## Task brief
Lay out the lines of the records below as a JSON list of strings, one string per line with blank lines omitted, running from the line holding "[point] every instance of the blurred beige" through the end of the records, inclusive. Leave the pictures out of the answer.

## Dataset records
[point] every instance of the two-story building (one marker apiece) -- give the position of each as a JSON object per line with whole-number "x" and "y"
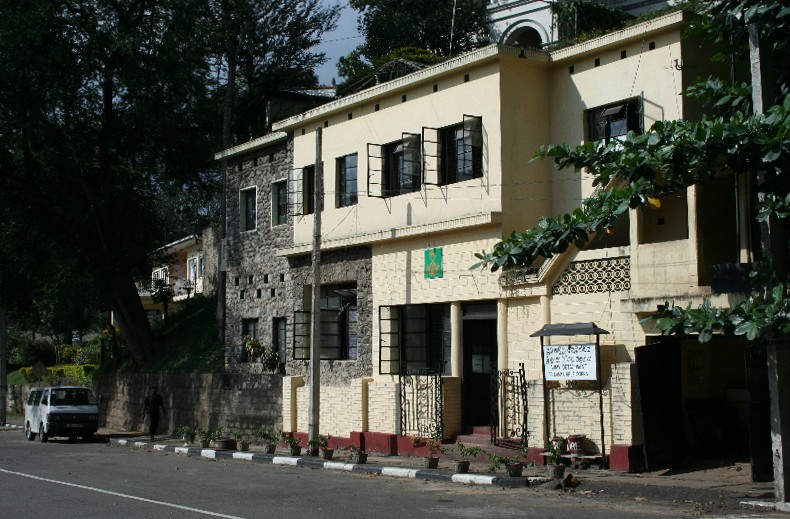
{"x": 420, "y": 173}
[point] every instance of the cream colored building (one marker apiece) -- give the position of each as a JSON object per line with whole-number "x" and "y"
{"x": 428, "y": 169}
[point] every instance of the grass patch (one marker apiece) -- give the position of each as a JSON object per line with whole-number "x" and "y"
{"x": 189, "y": 343}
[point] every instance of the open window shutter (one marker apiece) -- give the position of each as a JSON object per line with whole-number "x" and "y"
{"x": 389, "y": 340}
{"x": 301, "y": 336}
{"x": 431, "y": 156}
{"x": 376, "y": 170}
{"x": 296, "y": 205}
{"x": 411, "y": 165}
{"x": 473, "y": 145}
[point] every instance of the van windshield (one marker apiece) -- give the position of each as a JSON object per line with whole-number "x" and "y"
{"x": 72, "y": 396}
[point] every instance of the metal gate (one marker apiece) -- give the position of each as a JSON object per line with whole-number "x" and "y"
{"x": 509, "y": 394}
{"x": 421, "y": 404}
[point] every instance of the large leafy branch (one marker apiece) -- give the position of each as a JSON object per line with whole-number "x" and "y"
{"x": 638, "y": 171}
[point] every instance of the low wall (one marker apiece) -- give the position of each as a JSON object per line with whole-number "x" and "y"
{"x": 244, "y": 402}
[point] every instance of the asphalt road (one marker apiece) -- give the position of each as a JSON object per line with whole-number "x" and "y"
{"x": 96, "y": 480}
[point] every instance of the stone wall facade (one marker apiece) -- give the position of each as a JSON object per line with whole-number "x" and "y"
{"x": 259, "y": 282}
{"x": 352, "y": 265}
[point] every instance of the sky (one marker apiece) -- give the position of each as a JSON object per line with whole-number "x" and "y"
{"x": 339, "y": 42}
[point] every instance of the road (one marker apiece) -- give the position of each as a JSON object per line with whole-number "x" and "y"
{"x": 96, "y": 480}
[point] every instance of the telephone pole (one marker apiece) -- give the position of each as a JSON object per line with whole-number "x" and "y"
{"x": 315, "y": 331}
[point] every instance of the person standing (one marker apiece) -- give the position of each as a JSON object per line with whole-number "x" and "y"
{"x": 153, "y": 403}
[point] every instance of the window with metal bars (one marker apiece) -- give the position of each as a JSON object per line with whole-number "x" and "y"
{"x": 338, "y": 328}
{"x": 614, "y": 121}
{"x": 247, "y": 209}
{"x": 346, "y": 168}
{"x": 414, "y": 339}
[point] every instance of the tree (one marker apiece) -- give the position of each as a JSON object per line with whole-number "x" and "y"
{"x": 443, "y": 29}
{"x": 261, "y": 47}
{"x": 674, "y": 155}
{"x": 101, "y": 107}
{"x": 110, "y": 112}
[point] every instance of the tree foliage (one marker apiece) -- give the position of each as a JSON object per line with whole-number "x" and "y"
{"x": 110, "y": 112}
{"x": 671, "y": 156}
{"x": 390, "y": 25}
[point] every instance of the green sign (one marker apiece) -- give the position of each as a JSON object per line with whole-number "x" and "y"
{"x": 433, "y": 263}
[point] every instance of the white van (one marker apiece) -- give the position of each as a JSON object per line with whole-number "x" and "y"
{"x": 69, "y": 411}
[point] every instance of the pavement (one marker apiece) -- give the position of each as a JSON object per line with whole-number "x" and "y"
{"x": 708, "y": 485}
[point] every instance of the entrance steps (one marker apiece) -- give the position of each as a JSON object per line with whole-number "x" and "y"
{"x": 480, "y": 436}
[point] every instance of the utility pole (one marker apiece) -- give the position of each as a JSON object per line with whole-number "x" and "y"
{"x": 3, "y": 365}
{"x": 777, "y": 348}
{"x": 315, "y": 330}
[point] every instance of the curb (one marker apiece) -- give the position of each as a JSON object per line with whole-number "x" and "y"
{"x": 359, "y": 468}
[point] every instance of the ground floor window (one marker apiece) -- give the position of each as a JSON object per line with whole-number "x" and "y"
{"x": 414, "y": 339}
{"x": 339, "y": 324}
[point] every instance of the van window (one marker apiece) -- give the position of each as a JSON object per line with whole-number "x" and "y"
{"x": 34, "y": 397}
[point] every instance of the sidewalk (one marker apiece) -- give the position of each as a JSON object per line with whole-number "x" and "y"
{"x": 710, "y": 484}
{"x": 706, "y": 481}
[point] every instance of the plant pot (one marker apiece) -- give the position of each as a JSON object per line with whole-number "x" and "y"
{"x": 556, "y": 471}
{"x": 462, "y": 466}
{"x": 576, "y": 444}
{"x": 226, "y": 444}
{"x": 514, "y": 470}
{"x": 361, "y": 457}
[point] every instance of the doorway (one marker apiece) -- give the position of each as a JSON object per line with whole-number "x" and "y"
{"x": 479, "y": 361}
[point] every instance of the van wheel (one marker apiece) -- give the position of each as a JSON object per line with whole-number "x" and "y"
{"x": 29, "y": 434}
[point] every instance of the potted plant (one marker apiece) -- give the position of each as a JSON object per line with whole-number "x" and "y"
{"x": 241, "y": 444}
{"x": 358, "y": 454}
{"x": 293, "y": 443}
{"x": 207, "y": 436}
{"x": 554, "y": 454}
{"x": 513, "y": 464}
{"x": 435, "y": 450}
{"x": 462, "y": 465}
{"x": 187, "y": 434}
{"x": 269, "y": 439}
{"x": 323, "y": 445}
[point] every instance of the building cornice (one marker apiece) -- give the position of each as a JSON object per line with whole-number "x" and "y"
{"x": 461, "y": 62}
{"x": 467, "y": 222}
{"x": 662, "y": 23}
{"x": 260, "y": 142}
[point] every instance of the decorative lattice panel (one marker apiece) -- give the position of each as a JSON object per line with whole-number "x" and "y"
{"x": 594, "y": 276}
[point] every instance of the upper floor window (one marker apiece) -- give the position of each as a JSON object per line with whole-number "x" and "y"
{"x": 395, "y": 168}
{"x": 453, "y": 153}
{"x": 308, "y": 189}
{"x": 162, "y": 274}
{"x": 247, "y": 209}
{"x": 280, "y": 202}
{"x": 614, "y": 121}
{"x": 279, "y": 338}
{"x": 402, "y": 166}
{"x": 462, "y": 151}
{"x": 346, "y": 168}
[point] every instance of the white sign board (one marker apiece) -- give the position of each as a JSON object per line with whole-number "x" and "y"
{"x": 570, "y": 362}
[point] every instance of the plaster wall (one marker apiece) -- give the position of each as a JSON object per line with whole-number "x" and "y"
{"x": 384, "y": 120}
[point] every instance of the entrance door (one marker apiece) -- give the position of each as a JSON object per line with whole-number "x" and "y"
{"x": 480, "y": 357}
{"x": 660, "y": 394}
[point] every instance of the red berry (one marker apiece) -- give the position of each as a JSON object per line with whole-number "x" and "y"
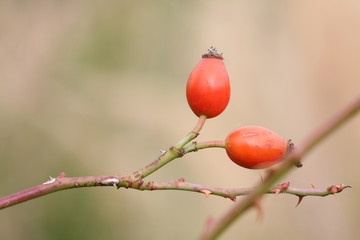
{"x": 208, "y": 86}
{"x": 255, "y": 147}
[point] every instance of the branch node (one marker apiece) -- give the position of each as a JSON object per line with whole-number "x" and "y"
{"x": 206, "y": 192}
{"x": 51, "y": 180}
{"x": 333, "y": 189}
{"x": 299, "y": 201}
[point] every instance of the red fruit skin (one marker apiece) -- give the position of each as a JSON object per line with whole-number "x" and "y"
{"x": 255, "y": 147}
{"x": 208, "y": 87}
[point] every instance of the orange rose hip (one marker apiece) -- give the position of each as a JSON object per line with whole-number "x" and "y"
{"x": 255, "y": 147}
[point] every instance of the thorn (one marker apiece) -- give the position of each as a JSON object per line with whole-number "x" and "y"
{"x": 280, "y": 188}
{"x": 232, "y": 198}
{"x": 61, "y": 175}
{"x": 260, "y": 210}
{"x": 261, "y": 177}
{"x": 206, "y": 192}
{"x": 51, "y": 180}
{"x": 276, "y": 191}
{"x": 181, "y": 180}
{"x": 300, "y": 200}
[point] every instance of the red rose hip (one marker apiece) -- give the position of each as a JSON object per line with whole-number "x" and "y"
{"x": 255, "y": 147}
{"x": 208, "y": 86}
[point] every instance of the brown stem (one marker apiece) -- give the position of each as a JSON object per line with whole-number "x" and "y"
{"x": 275, "y": 174}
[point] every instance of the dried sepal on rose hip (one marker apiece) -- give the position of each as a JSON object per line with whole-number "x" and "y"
{"x": 208, "y": 86}
{"x": 256, "y": 147}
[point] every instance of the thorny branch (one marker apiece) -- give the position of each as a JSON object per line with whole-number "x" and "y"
{"x": 62, "y": 182}
{"x": 217, "y": 227}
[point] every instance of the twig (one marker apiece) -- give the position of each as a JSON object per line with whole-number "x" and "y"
{"x": 213, "y": 231}
{"x": 62, "y": 182}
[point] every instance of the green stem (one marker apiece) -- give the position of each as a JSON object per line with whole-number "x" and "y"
{"x": 171, "y": 154}
{"x": 274, "y": 175}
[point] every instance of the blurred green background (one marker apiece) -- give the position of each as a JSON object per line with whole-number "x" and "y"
{"x": 98, "y": 88}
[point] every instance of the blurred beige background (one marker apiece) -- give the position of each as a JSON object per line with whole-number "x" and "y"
{"x": 97, "y": 88}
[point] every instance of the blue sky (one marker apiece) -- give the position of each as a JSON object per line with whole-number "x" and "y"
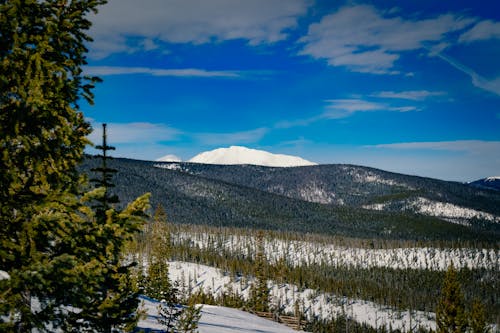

## Answer for the task
[
  "[point] every instance of the blurred beige background (one marker apiece) -- give the position of each as a JSON object per line with whole-number \"x\" and \"y\"",
  "{\"x\": 97, \"y\": 88}",
  "[point] every instance of the blue sky (one marker apiece) -- give the position of each as a JSON object per line with whole-number \"x\" and \"y\""
]